_WORK TO COMPLETE_
Give the entries again exactly, every one of them.

[START]

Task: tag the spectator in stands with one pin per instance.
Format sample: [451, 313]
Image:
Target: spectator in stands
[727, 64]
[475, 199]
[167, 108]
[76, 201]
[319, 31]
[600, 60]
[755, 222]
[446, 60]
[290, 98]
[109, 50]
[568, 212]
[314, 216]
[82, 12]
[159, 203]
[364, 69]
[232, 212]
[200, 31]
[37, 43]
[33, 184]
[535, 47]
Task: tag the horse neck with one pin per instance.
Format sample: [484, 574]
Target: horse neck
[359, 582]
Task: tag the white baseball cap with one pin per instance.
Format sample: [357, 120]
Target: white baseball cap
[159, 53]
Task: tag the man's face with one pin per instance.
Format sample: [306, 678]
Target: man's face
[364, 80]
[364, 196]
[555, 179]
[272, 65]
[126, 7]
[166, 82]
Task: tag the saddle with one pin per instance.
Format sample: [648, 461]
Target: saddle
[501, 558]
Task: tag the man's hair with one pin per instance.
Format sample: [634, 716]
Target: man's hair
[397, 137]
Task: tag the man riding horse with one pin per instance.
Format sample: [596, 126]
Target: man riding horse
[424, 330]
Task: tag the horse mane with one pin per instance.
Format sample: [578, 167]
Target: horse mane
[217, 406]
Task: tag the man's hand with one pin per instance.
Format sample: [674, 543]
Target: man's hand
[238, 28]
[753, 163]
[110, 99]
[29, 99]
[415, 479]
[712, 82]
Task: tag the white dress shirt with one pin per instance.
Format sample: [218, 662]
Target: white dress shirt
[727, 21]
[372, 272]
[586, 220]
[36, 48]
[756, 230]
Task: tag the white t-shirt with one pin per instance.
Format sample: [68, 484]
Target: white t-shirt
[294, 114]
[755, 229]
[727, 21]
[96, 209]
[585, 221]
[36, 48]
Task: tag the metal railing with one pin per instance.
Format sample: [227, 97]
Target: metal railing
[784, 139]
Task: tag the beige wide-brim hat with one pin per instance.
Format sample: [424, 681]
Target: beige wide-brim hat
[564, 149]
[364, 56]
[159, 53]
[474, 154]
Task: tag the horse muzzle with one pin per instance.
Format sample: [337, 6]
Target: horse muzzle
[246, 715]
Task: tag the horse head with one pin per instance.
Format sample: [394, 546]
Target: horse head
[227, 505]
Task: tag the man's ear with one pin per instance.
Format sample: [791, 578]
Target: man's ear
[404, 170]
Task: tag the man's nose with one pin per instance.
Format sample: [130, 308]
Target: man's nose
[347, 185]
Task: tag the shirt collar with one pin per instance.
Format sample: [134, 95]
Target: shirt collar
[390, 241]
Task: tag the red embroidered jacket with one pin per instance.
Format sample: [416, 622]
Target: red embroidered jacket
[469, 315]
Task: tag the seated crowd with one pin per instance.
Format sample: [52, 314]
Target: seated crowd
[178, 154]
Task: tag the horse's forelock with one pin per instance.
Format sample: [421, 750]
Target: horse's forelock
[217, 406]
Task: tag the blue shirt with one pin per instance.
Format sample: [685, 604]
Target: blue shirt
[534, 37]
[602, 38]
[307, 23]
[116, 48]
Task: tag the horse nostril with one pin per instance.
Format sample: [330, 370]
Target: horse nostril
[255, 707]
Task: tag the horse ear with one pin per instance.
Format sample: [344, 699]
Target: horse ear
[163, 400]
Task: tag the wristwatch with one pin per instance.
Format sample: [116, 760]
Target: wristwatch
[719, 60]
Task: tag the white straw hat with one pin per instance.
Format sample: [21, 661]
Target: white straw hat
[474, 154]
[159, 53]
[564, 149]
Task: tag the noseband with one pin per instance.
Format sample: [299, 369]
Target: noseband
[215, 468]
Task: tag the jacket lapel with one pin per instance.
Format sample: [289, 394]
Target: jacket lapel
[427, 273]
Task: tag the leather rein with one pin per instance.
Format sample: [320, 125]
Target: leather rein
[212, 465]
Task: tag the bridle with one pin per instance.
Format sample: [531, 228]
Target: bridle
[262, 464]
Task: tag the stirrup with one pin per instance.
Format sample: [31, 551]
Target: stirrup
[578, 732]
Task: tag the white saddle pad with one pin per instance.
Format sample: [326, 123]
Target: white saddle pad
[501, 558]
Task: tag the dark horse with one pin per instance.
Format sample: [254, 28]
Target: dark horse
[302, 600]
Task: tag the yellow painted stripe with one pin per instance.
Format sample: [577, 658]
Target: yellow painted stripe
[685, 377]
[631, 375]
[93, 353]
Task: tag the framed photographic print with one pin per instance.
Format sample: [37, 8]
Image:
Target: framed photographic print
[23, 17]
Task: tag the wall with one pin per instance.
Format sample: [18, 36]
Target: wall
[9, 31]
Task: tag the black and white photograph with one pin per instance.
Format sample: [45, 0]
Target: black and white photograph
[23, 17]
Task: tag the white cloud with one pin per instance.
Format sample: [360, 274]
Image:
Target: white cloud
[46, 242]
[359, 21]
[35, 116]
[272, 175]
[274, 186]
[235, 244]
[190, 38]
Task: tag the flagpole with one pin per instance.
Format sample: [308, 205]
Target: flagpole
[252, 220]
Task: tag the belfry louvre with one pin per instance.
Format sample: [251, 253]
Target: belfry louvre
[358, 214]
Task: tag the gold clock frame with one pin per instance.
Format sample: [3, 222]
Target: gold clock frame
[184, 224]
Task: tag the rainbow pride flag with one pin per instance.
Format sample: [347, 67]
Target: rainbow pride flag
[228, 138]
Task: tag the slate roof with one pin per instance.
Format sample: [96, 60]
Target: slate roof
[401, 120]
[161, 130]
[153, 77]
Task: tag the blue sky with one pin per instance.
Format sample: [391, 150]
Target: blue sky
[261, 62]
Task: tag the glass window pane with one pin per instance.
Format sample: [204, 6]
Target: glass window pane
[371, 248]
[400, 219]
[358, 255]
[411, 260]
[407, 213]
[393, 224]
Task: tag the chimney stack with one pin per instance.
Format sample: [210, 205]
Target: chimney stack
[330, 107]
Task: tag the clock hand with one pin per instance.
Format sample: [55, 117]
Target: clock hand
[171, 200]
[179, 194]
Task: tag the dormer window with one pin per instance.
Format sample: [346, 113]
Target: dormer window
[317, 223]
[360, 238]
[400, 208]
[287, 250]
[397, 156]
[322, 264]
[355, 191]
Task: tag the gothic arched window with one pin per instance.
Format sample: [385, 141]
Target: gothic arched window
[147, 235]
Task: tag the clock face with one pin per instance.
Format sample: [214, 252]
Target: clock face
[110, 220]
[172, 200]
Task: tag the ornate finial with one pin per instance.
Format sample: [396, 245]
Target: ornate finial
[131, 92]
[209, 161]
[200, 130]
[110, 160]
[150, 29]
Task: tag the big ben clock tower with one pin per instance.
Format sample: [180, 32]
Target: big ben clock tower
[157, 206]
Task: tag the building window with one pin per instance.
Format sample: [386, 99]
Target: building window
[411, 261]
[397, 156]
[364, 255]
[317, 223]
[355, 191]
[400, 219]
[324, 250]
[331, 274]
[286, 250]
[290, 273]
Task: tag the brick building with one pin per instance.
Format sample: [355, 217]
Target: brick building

[END]

_WRITTEN RESPONSE_
Task: tag the spectator in stands with one pin per instance.
Format sample: [451, 313]
Image:
Target: spectator in stands
[727, 64]
[475, 199]
[167, 108]
[76, 201]
[319, 31]
[600, 60]
[755, 222]
[446, 60]
[290, 98]
[109, 50]
[568, 212]
[314, 216]
[82, 12]
[159, 203]
[364, 69]
[232, 212]
[200, 31]
[37, 43]
[33, 184]
[535, 47]
Task: tag the horse neck with one pin per instance.
Format sample: [484, 574]
Target: horse neck
[359, 582]
Task: tag the white baseball cap with one pin per instance.
Format sample: [357, 120]
Target: white baseball cap
[159, 53]
Task: tag the man's face with one pin per instance.
Format sample: [306, 678]
Target: man's face
[364, 80]
[364, 196]
[555, 179]
[272, 65]
[126, 7]
[166, 82]
Task: tag the saddle with one pin per instance.
Format sample: [648, 461]
Target: saddle
[501, 558]
Task: tag the man's hair with one pin per instance.
Format sample: [634, 716]
Target: man's hair
[397, 137]
Task: tag the man riding horse with one pin per instance.
Format sample: [596, 126]
Target: man riding horse
[424, 330]
Task: tag the horse mane with one pin per instance.
Format sample: [578, 167]
Target: horse mane
[217, 406]
Task: tag the man's hand with one pin per instance.
Format sample: [674, 543]
Target: man's hand
[238, 28]
[753, 163]
[110, 99]
[29, 99]
[415, 479]
[712, 82]
Task: tag the white dress shirt with one pin per instance.
Format sample: [218, 662]
Target: white dress shirt
[727, 21]
[372, 272]
[586, 220]
[36, 48]
[756, 230]
Task: tag the white t-shirt with one pin per instance.
Format sample: [68, 484]
Target: white t-shirt
[294, 114]
[755, 229]
[727, 21]
[96, 209]
[585, 221]
[36, 48]
Task: tag the metal railing with one pin per instance.
Format sample: [227, 97]
Target: metal railing
[784, 139]
Task: tag the beige wide-brim hat with one pin per instance.
Format sample: [424, 681]
Target: beige wide-brim hat
[564, 149]
[364, 56]
[159, 53]
[474, 154]
Task: tag the horse muzzle with one pin per instance.
Format sample: [337, 6]
Target: horse muzzle
[246, 715]
Task: tag the horse head with one pin per instance.
Format sample: [394, 546]
Target: horse head
[227, 505]
Task: tag the man's ear with one pin per instance.
Format sample: [791, 578]
Target: man's ear
[404, 170]
Task: tag the man's nose with one pin per instance.
Format sample: [130, 308]
Target: man's nose
[347, 185]
Task: tag the shirt collar with one pin per instance.
Format sample: [134, 95]
Target: shirt collar
[390, 241]
Task: tag the red embroidered jacket with one pin per instance.
Format sample: [416, 622]
Target: red embroidered jacket
[469, 315]
Task: tag the seated crowd with one pin per instance.
Format sample: [52, 314]
Target: seated crowd
[178, 154]
Task: tag the horse's forelock with one pin per instance.
Format sample: [421, 750]
Target: horse's forelock
[217, 406]
Task: tag the blue shirt with one pin per instance.
Format sample: [685, 604]
Target: blue shirt
[534, 37]
[602, 38]
[307, 23]
[116, 48]
Task: tag the horse nostril with one pin per instance.
Format sample: [330, 370]
Target: horse nostril
[255, 707]
Task: tag the horse ear with one pin per instance.
Format sample: [344, 699]
Target: horse ear
[163, 400]
Task: tag the wristwatch with one pin per instance.
Format sample: [116, 760]
Target: wristwatch
[719, 60]
Task: tag the white straw hat with one pin per instance.
Format sample: [21, 661]
Target: white straw hat
[474, 154]
[159, 53]
[564, 149]
Task: tag the noseband with one pin per instance.
Format sample: [299, 369]
Target: noseband
[215, 468]
Task: tag the jacket lapel with one pin per instance.
Format sample: [289, 394]
Target: jacket lapel
[427, 273]
Task: tag the leather rein with one pin per instance.
Format sample: [320, 125]
Target: leather rein
[212, 465]
Task: tag the bridle with one pin per instance.
Format sample: [531, 228]
Target: bridle
[262, 464]
Task: tag the stirrup with one pin per instance.
Format sample: [31, 551]
Target: stirrup
[578, 732]
Task: tag the white saddle pad with one pin per instance.
Format sample: [326, 123]
Target: white saddle pad
[501, 558]
Task: tag the dark horse with one pin per instance.
Format sample: [254, 28]
Target: dark horse
[302, 600]
Task: tag the yellow painted stripe with one pin per instance.
Format sample: [577, 658]
Target: yellow painted stripe
[685, 377]
[631, 375]
[93, 353]
Task: tag the framed photographic print with one pin per instance.
Format sample: [37, 8]
Image:
Target: framed photographic print
[23, 17]
Task: tag the wall with one pin per instance.
Format sample: [18, 36]
Target: wall
[9, 31]
Task: tag the black and white photograph with one pin per instance.
Format sample: [45, 0]
Target: black and white photograph
[23, 17]
Task: tag the white cloud with one pin per instance.
Format sample: [360, 274]
Image:
Target: white cloud
[46, 242]
[359, 21]
[35, 116]
[272, 175]
[274, 186]
[235, 244]
[190, 38]
Task: tag the flagpole with one pin per instance.
Format sample: [308, 205]
Target: flagpole
[252, 220]
Task: tag the belfry louvre with one pin per instance.
Format sample: [251, 253]
Target: belfry louvre
[358, 214]
Task: tag the gold clock frame with one pin per instance.
Format sample: [3, 222]
Target: gold clock frame
[184, 224]
Task: tag the rainbow pride flag with one pin per instance.
Format sample: [347, 67]
Target: rainbow pride flag
[228, 138]
Task: tag the slate roof with one pin per instance.
Format sample: [96, 60]
Target: slate roof
[401, 120]
[161, 130]
[153, 77]
Task: tag the blue sky with one pin per instance.
Format sample: [391, 150]
Target: blue sky
[261, 62]
Task: tag the glass window pane with one pin per instance.
Format sample: [204, 6]
Target: glass window pane
[371, 248]
[400, 219]
[358, 255]
[411, 260]
[407, 213]
[393, 224]
Task: tag the chimney stack with one pin per instance.
Format sample: [210, 205]
Target: chimney stack
[330, 107]
Task: tag the clock hand with one pin per instance.
Format sample: [55, 117]
Target: clock hand
[171, 200]
[179, 194]
Task: tag the dormer window with one pin per instance.
Format sample: [346, 113]
Target: dormer window
[317, 223]
[360, 238]
[400, 208]
[287, 250]
[397, 156]
[322, 264]
[355, 191]
Task: tag the gothic arched window with one pin per instance.
Format sample: [385, 141]
Target: gothic arched window
[147, 235]
Task: tag the clock face with one pin per instance.
Format sample: [214, 252]
Target: clock face
[110, 220]
[172, 200]
Task: tag the ornate finial with one pin per instance.
Format sample: [396, 245]
Target: ornate finial
[131, 92]
[209, 161]
[200, 130]
[110, 160]
[150, 29]
Task: tag the big ben clock tower with one pin per instance.
Format sample: [180, 32]
Target: big ben clock tower
[157, 206]
Task: tag the building window with one pin per instance.
Format sample: [386, 99]
Target: building window
[411, 261]
[397, 156]
[364, 255]
[317, 223]
[355, 191]
[400, 219]
[324, 250]
[331, 274]
[286, 250]
[290, 273]
Task: tag the brick building with one pin per instance.
Format sample: [355, 217]
Target: brick building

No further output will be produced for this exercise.